▶ _SET EXERCISE_:
Rewrite every line of the records below, changing "photograph" to "image" and keeping everything else the same. Leave the pictures out of your answer.

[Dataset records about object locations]
##############################

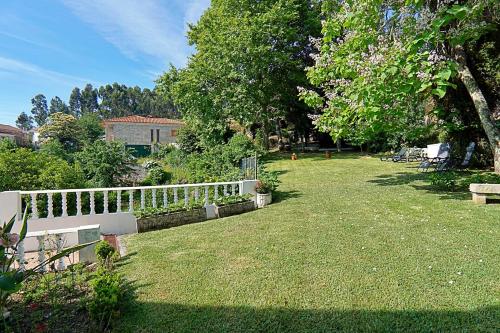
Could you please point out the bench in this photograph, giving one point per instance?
(480, 191)
(85, 234)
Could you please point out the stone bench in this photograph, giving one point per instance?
(480, 191)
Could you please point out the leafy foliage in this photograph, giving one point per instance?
(250, 58)
(105, 164)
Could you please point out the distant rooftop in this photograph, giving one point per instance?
(144, 120)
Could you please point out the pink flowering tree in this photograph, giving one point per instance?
(380, 63)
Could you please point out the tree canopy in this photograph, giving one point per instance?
(250, 57)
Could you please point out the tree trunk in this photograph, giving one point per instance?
(482, 108)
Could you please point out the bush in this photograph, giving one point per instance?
(105, 252)
(109, 293)
(157, 176)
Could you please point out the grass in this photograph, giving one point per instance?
(353, 245)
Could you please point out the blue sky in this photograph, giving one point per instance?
(51, 46)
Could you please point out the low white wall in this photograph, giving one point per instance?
(115, 223)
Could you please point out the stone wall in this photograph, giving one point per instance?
(140, 134)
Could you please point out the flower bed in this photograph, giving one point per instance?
(171, 219)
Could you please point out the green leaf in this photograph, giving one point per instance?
(445, 74)
(7, 283)
(440, 92)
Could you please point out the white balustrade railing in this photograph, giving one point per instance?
(150, 196)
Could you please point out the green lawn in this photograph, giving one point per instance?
(354, 244)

##############################

▶ _PROBLEM SOLUTION_:
Could you please point out the bench in this image, giving one point per instance?
(480, 191)
(85, 234)
Could you please point out the stone bench in this image, giving one point per instance?
(480, 191)
Could you please point out the leafy foliage in this image, giving one point per instance?
(250, 58)
(105, 164)
Could you please point out the distant rooftop in this image, giving one point per instance?
(144, 120)
Could you please point out the pink flowering tree in this image, giving one point per instance?
(380, 63)
Could you please point out the tree canopy in this image, giving one point per instance?
(250, 57)
Could you please point out the tree trunk in this image, giving one point per instance?
(482, 108)
Could you please point out the bush in this image, giving one point per instance?
(105, 252)
(109, 293)
(157, 176)
Could you please point out the grass in this image, giving one point per instance?
(353, 245)
Could you please point out the blue sky in this image, giving one point per instance?
(51, 46)
Could you please point out the low white wall in this image, giving one point per instance?
(115, 223)
Could you please point out the stone wall in this image, giving one point per instance?
(140, 134)
Could you please point out the flower bed in this image, giving one point per instance?
(171, 219)
Could you please point out the green leaf in this image, giving one point per instance?
(445, 74)
(7, 283)
(440, 92)
Could you please point out the white balustrade railing in this image, giving one point per instance?
(150, 196)
Could you please point out the green lawn in this image, giving one point per instance?
(354, 244)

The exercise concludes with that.